━━ Excerpt

FOREGONE SAVINGS, EFFICIENT FRONTIER SAVINGS, AND FOREGONE WELFARE

Foregone Welfare	2006	2007	2008	2009
Foregone Savings PF ($)	351	277	308	373
Efficient Frontier Pred ($)	213	130	174	250
Welfare (baseline)	161	170	211	251
# of Beneficiaries: Baseline	55585	55585	55585	55585
Inertia Welfare Loss		2006–2007	2007–2008	2008–2009
Baseline Model		12	66	60

Notes: First panel shows various measures of choice quality from 2006 through 2009. The first two rows replicate the corresponding rows of Table 1 in our “Full Panel” (beneficiaries who appear in the data for a full year in all years from 2006–2009) and all subsequent rows report results in the “Full Panel” sample. “Welfare (baseline)” reports our welfare adjusted measure, computed as total costs plus the dollar equivalent value of risk protection and quality ratings estimated in our logit model with brand fixed effects as described in equation (3). The second panel uses the model to simulate the impact of inertia on welfare relative to a world with no inertia in which inertial consumers choose from among all plans given the estimated structural coefficients identified primarily from the choices of switchers. As noted in the text, the model is estimated on the “Full Sample” but the results are reported in the “Full Panel”. The reported value is the welfare loss in a world with inertia relative to a world with no inertia (so a negative number implies a welfare gain from inertia).

The bottom row in Table 7 shows the contribution of inertia to foregone welfare from 2007 onwards. In all years, the contribution of inertia is less than ¼ of foregone welfare. In 2007, those who stayed behind in the same plan rather than switching lost only $12 relative to had they switched and chosen as well as switchers. In 2008 and 2009 in the base model, the inertia estimates become more sizeable, but still remain only a small fraction of the total foregone welfare. This is striking evidence that, in general, switching never fully offset the choice inconsistencies among Part D consumers. We find that switchers did save $XXX relative to had they not switched, but our model suggests that this was due to the fact that their prior year plan was particularly unsuitable; comparable savings was not available to inertial consumers if they had chosen as well as the switchers.

━━━━

What to produce: Transcribe the portion of the foregone welfare excerpt from "The bottom row" to "as the switchers.", reproducing it character for character.

━━ Entries supplied

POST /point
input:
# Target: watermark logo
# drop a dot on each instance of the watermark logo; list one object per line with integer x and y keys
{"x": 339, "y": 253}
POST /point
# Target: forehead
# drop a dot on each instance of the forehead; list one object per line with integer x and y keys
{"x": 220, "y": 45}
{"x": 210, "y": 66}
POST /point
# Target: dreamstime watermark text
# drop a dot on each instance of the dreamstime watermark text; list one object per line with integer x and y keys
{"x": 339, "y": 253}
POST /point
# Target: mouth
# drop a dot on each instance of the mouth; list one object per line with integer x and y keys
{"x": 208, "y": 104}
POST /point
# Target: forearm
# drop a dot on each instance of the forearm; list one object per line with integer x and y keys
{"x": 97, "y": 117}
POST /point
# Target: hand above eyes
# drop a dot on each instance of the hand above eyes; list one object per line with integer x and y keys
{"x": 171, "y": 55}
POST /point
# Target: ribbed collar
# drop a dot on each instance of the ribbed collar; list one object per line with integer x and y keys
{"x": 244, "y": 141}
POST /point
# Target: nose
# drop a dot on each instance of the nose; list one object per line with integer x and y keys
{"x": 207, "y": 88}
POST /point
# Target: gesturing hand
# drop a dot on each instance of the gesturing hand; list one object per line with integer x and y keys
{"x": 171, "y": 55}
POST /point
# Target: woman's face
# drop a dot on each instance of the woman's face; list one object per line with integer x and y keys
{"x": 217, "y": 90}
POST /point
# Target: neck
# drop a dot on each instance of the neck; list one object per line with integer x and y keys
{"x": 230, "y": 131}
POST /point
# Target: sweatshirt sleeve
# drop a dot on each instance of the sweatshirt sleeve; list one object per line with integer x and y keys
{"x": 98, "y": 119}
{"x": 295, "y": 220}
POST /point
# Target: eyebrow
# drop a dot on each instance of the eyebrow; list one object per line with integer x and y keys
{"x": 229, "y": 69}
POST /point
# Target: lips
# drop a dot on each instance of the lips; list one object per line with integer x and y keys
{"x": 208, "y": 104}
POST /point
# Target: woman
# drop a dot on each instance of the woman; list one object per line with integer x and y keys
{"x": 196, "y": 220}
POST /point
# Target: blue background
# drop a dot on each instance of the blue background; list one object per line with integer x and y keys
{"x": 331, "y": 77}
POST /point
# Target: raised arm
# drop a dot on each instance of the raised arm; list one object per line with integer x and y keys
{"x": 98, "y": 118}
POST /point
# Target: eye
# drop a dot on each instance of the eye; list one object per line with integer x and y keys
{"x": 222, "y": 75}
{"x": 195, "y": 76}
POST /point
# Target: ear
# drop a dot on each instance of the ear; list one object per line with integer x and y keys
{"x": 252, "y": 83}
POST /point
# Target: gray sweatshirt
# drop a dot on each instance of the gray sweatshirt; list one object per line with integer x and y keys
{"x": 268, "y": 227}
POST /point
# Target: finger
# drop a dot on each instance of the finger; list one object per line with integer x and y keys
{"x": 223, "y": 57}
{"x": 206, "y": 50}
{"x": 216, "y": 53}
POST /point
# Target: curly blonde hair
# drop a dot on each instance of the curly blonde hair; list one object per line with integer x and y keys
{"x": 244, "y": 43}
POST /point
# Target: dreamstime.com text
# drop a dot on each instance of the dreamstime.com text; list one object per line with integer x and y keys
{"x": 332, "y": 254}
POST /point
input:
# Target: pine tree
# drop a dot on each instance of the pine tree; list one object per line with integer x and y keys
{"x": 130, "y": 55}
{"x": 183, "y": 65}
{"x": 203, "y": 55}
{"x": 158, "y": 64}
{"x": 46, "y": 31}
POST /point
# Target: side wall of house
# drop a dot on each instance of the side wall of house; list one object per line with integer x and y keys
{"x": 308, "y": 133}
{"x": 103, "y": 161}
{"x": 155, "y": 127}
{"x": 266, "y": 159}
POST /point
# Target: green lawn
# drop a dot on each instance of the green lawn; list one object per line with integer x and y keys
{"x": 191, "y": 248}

━━━━

Reply to the task:
The bottom row in Table 7 shows the contribution of inertia to foregone welfare from 2007 onwards. In all years, the contribution of inertia is less than ¼ of foregone welfare. In 2007, those who stayed behind in the same plan rather than switching lost only $12 relative to had they switched and chosen as well as switchers. In 2008 and 2009 in the base model, the inertia estimates become more sizeable, but still remain only a small fraction of the total foregone welfare. This is striking evidence that, in general, switching never fully offset the choice inconsistencies among Part D consumers. We find that switchers did save $XXX relative to had they not switched, but our model suggests that this was due to the fact that their prior year plan was particularly unsuitable; comparable savings was not available to inertial consumers if they had chosen as well as the switchers.